Task requirements: Repeat each entry verbatim.

Data to process:
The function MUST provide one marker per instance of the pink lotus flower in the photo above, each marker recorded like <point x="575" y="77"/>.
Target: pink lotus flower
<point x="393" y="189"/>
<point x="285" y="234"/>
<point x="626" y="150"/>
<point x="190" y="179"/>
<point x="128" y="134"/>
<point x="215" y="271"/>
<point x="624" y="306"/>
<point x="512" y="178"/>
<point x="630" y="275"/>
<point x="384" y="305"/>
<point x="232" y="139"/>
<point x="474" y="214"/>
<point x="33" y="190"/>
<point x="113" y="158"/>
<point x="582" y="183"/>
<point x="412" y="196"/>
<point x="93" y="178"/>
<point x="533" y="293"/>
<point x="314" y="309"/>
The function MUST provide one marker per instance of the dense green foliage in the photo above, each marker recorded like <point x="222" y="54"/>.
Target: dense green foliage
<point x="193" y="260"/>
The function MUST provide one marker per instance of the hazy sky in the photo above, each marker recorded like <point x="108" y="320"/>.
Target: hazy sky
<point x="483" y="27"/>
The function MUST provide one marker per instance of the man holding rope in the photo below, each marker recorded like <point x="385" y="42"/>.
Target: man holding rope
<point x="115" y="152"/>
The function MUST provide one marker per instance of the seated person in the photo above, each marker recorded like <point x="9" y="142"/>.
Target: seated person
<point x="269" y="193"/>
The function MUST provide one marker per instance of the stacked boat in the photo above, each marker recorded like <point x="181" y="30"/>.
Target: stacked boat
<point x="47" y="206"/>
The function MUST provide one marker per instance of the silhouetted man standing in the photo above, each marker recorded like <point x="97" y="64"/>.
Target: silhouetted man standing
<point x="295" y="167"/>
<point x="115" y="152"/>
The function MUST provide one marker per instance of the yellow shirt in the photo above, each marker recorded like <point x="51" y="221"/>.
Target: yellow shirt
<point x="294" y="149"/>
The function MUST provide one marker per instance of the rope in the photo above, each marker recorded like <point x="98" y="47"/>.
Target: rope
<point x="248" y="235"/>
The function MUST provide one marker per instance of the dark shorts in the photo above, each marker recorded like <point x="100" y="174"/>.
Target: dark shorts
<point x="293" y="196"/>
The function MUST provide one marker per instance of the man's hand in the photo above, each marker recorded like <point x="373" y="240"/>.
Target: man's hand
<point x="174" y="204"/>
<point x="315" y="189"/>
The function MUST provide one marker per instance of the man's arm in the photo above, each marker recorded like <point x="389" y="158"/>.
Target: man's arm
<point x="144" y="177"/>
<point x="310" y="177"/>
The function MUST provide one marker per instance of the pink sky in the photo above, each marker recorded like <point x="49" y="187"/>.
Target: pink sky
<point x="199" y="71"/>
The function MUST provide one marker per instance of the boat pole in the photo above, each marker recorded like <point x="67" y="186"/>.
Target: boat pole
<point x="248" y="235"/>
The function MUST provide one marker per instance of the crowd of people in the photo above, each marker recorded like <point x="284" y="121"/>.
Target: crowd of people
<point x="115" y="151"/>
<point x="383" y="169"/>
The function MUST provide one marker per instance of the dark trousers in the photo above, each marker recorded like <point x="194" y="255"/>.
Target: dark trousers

Result below:
The function MUST provide one marker per instance of the pink lotus flower in the photo above, each marker recorded like <point x="575" y="77"/>.
Target: pink lotus flower
<point x="393" y="189"/>
<point x="285" y="234"/>
<point x="626" y="150"/>
<point x="190" y="179"/>
<point x="128" y="134"/>
<point x="215" y="271"/>
<point x="624" y="306"/>
<point x="512" y="178"/>
<point x="630" y="275"/>
<point x="384" y="305"/>
<point x="232" y="139"/>
<point x="474" y="214"/>
<point x="33" y="190"/>
<point x="113" y="158"/>
<point x="582" y="183"/>
<point x="412" y="196"/>
<point x="93" y="178"/>
<point x="533" y="293"/>
<point x="314" y="309"/>
The function MUST provide one marker per instance of the dense green foliage in the photo above, each marker recorded like <point x="222" y="54"/>.
Target: dense green foliage
<point x="193" y="260"/>
The function MUST provide one marker per instance of the hazy sky in the photo above, each marker recorded like <point x="108" y="320"/>.
Target: hazy sky
<point x="483" y="27"/>
The function MUST provide one marker per instance of the man holding rope in the photo below, each marker recorded like <point x="385" y="42"/>.
Target: man holding rope
<point x="115" y="152"/>
The function MUST provide one marker per instance of the seated person in the photo above, each marker recorded like <point x="9" y="142"/>.
Target: seated person
<point x="269" y="193"/>
The function MUST provide one marker per instance of the stacked boat in the photo above, each marker recorded like <point x="181" y="30"/>.
Target: stacked boat
<point x="47" y="206"/>
The function MUST provide one marker per instance of the silhouetted man standing in the photo above, each marker recorded like <point x="97" y="64"/>.
Target: silhouetted man standing
<point x="295" y="167"/>
<point x="115" y="152"/>
The function MUST provide one marker per instance of the yellow shirt in the photo above, each marker recorded like <point x="51" y="221"/>.
Target: yellow shirt
<point x="294" y="149"/>
The function MUST provide one marker per instance of the rope in the photo above, each marker recorded like <point x="98" y="47"/>.
Target: rope
<point x="248" y="235"/>
The function MUST provide one marker per instance of the dark shorts in the photo above, each marker recorded like <point x="100" y="174"/>.
Target: dark shorts
<point x="293" y="196"/>
The function MUST provide one marker per instance of the man's hand in the photo above, each marker recorded like <point x="373" y="240"/>.
Target: man's hand
<point x="174" y="204"/>
<point x="315" y="189"/>
The function MUST provide one marker per instance of the man's arm in the photo above, each marker recorded like <point x="389" y="158"/>.
Target: man's arm
<point x="144" y="177"/>
<point x="310" y="177"/>
The function MUST provide one marker per instance of the pink sky in the photo above, each marker recorded like <point x="49" y="187"/>.
Target: pink sky
<point x="199" y="71"/>
The function MUST provide one marker per instance of the boat pole in the photo above, each marker recorded like <point x="67" y="186"/>.
Target: boat pole
<point x="248" y="235"/>
The function MUST provide one marker per instance of the crowd of people in the photo above, each marker recorded like <point x="284" y="121"/>.
Target: crowd of people
<point x="115" y="151"/>
<point x="383" y="169"/>
The function MUST provide one marker per instance of the dark trousers in the photo above, each marker recorded like <point x="194" y="255"/>.
Target: dark trousers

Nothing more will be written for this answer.